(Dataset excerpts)
*** Block opens ***
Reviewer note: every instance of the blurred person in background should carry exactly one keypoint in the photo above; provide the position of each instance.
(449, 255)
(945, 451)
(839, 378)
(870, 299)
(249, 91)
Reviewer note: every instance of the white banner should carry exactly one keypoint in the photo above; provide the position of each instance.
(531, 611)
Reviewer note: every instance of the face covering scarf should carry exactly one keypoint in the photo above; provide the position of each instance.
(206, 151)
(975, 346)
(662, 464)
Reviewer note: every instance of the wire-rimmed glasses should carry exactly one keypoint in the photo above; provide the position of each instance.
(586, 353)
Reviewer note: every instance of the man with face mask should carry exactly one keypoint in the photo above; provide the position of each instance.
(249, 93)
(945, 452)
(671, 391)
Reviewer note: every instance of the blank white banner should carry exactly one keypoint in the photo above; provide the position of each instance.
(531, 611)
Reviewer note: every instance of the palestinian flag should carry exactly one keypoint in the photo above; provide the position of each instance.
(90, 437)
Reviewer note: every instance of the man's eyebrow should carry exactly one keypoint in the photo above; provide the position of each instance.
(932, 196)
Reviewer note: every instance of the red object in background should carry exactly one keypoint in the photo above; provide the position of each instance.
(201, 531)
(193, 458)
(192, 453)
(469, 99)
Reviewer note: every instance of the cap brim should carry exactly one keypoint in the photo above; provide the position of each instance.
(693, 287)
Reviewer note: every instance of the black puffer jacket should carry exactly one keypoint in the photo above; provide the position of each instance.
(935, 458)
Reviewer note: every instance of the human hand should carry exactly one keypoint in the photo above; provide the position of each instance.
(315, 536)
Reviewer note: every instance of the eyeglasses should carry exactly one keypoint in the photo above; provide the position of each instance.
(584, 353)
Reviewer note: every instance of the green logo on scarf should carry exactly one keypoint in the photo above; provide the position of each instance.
*** Block closes ***
- EXERCISE GOAL -
Produce an exact copy of all the records.

- SOLVED PROBLEM -
Reviewer note: every instance of the blurred person in background should carry exactly one keypoint in the photo above; provide the position of each instance.
(449, 255)
(945, 451)
(839, 378)
(870, 299)
(249, 91)
Reviewer note: every instance of the white banner should carry exactly one keypoint in the photo above; provide the position of each instance.
(531, 611)
Reviewer note: every instance of the face covering scarf should carry exactly one keypoint in the photo above; provide the position of each instance.
(206, 151)
(975, 346)
(662, 464)
Reviewer note: every instance of the wire-rimmed glasses should carry exactly one keypoint in the photo above; provide the position of each instance.
(586, 353)
Reviewer note: every instance of the man with face mask should carry exactly one keypoint in the photo above; provide the position of each instance.
(249, 93)
(945, 452)
(671, 391)
Reviewer note: every instance of the blank white banner should carry exactly one keypoint in the photo above; provide the position of each instance.
(531, 611)
Reviewer note: every instance of the palestinian flag should carry exactly one keypoint in the photo above; provide the position of each instance.
(90, 437)
Reviewer note: every instance of the man's eyebrow should carry exactly one keypoint in the photo above; provide the position of each instance.
(932, 196)
Reviewer note: every instance of the red object in background should carry exactly one keypoint in the photo above; provide the position of each instance.
(201, 531)
(193, 458)
(192, 453)
(469, 99)
Reviewer note: every instance of the cap brim should carry exactly one keypoint in the photo above; provide the position of each instance.
(693, 287)
Reviewer note: every instance of the black puffer jacket should carry exactly one keypoint in the photo above; provide the position of each instance.
(935, 458)
Reviewer note: every instance of the human hand should carry exactly one keypoint in the photo above; provide the position of each instance.
(315, 536)
Reviewer note: every instance of the eyeglasses should carry exactly one keypoint in the photo above; provide the position of each instance.
(584, 353)
Reviewer note: every instance of the green logo on scarf should carry exactly one keypoint in the photo above; provide the position of each instance.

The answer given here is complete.